*SELECTED PASSAGE:*
────────────────────────────────────────

Atmospheric-pressure ammonia synthesis on AuRu catalysts enabled by plasmon-controlled hydrogenation and nitrogen-species desorption
/ Authors
L. Yuan, Briley B. Bourgeois, Elijah Begin, Yirui Zhang, Alan X. Dai, Zhihua Cheng, Amy S. McKeown-Green, Zhichen Xue, Yi Cui, Kun Xu
and 6 more authors
Y. Wang, Matthew R. Jones, Yi Cui, Arun Majumdar, Junwei Lucas Bao, J. Dionne
/ Abstract
The Haber–Bosch process for ammonia synthesis contributes up to ~3% of global greenhouse gas emissions. Plasmonic catalysts strongly concentrate light and can alter the reaction intermediates via out-of-equilibrium processes, providing the potential for an alternative, less-energy-intensive pathway to synthesize ammonia. Here we show that gold-ruthenium (AuRu) bimetallic nanoparticles can synthesize ammonia at room temperature and pressure using visible light. We create AuRu alloys with varying compositions and achieve ammonia production rates of ~60 μmol per gram of catalyst bed per hour. In situ infrared spectroscopy reveals that light accelerates the hydrogenation of nitrogen intermediates compared to conventional thermal catalysis. Through computational modelling, we demonstrate that photo-excited electrons enable associative hydrogenation pathways for nitrogen activation rather than direct nitrogen–nitrogen bond breaking. This light-assisted mechanism requires both hydrogen and light working together to overcome the nitrogen activation barrier, mimicking how biological enzymes produce ammonia naturally and providing fundamental insights for developing sustainable, energy-efficient chemical synthesis. Conventional ammonia synthesis is energy intensive. Here the authors explore the mechanism of light-driven ammonia synthesis through in situ spectroscopy and modelling, and demonstrate that certain AuRu plasmonic alloys are promising catalysts for this potentially more sustainable process.

────────────────────────────────────────

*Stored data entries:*
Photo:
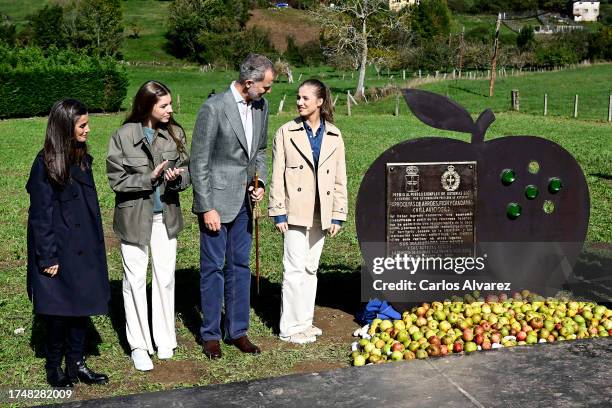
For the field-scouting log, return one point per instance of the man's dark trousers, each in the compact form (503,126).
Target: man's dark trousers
(225,274)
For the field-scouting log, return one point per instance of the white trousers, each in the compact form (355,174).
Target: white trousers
(135,261)
(302,251)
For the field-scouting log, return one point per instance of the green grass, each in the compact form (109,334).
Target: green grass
(370,131)
(591,83)
(151,16)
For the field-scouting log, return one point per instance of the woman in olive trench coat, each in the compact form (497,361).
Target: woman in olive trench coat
(67,272)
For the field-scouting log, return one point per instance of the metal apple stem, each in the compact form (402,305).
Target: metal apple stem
(483,122)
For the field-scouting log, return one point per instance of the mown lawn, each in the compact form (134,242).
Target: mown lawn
(370,131)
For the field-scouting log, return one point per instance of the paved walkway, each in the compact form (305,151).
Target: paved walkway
(566,374)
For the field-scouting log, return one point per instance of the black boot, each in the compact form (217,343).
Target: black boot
(57,378)
(80,372)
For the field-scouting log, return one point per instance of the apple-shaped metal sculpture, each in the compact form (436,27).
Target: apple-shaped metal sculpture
(531,202)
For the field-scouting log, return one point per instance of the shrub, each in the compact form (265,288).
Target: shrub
(94,26)
(31,82)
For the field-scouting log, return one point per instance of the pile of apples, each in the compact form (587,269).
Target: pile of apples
(473,323)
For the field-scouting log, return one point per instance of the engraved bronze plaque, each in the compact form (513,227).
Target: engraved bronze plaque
(431,208)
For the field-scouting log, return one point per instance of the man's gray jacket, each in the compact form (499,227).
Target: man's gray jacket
(221,168)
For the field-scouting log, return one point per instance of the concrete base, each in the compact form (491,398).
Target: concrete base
(565,374)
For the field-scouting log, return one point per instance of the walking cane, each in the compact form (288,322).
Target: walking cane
(256,217)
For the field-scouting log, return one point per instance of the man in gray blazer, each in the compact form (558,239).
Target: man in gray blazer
(228,147)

────────────────────────────────────────

*EXERCISE:* Copy out the whole abstract on ammonia synthesis word for word, including its title and author lines. The listing is separate material, unrelated to the abstract on ammonia synthesis.

*ANSWER BOX:*
Atmospheric-pressure ammonia synthesis on AuRu catalysts enabled by plasmon-controlled hydrogenation and nitrogen-species desorption
/ Authors
L. Yuan, Briley B. Bourgeois, Elijah Begin, Yirui Zhang, Alan X. Dai, Zhihua Cheng, Amy S. McKeown-Green, Zhichen Xue, Yi Cui, Kun Xu
and 6 more authors
Y. Wang, Matthew R. Jones, Yi Cui, Arun Majumdar, Junwei Lucas Bao, J. Dionne
/ Abstract
The Haber–Bosch process for ammonia synthesis contributes up to ~3% of global greenhouse gas emissions. Plasmonic catalysts strongly concentrate light and can alter the reaction intermediates via out-of-equilibrium processes, providing the potential for an alternative, less-energy-intensive pathway to synthesize ammonia. Here we show that gold-ruthenium (AuRu) bimetallic nanoparticles can synthesize ammonia at room temperature and pressure using visible light. We create AuRu alloys with varying compositions and achieve ammonia production rates of ~60 μmol per gram of catalyst bed per hour. In situ infrared spectroscopy reveals that light accelerates the hydrogenation of nitrogen intermediates compared to conventional thermal catalysis. Through computational modelling, we demonstrate that photo-excited electrons enable associative hydrogenation pathways for nitrogen activation rather than direct nitrogen–nitrogen bond breaking. This light-assisted mechanism requires both hydrogen and light working together to overcome the nitrogen activation barrier, mimicking how biological enzymes produce ammonia naturally and providing fundamental insights for developing sustainable, energy-efficient chemical synthesis. Conventional ammonia synthesis is energy intensive. Here the authors explore the mechanism of light-driven ammonia synthesis through in situ spectroscopy and modelling, and demonstrate that certain AuRu plasmonic alloys are promising catalysts for this potentially more sustainable process.